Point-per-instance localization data
========================

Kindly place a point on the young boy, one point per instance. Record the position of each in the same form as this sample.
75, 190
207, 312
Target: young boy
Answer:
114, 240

========================

Task goal —
Each record above has to be printed again, word for word.

Answer to the problem —
Kindly place a point on the young boy, one point per instance. Record the position of each in the same form as this sample.
75, 190
207, 312
Target: young boy
Answer:
114, 240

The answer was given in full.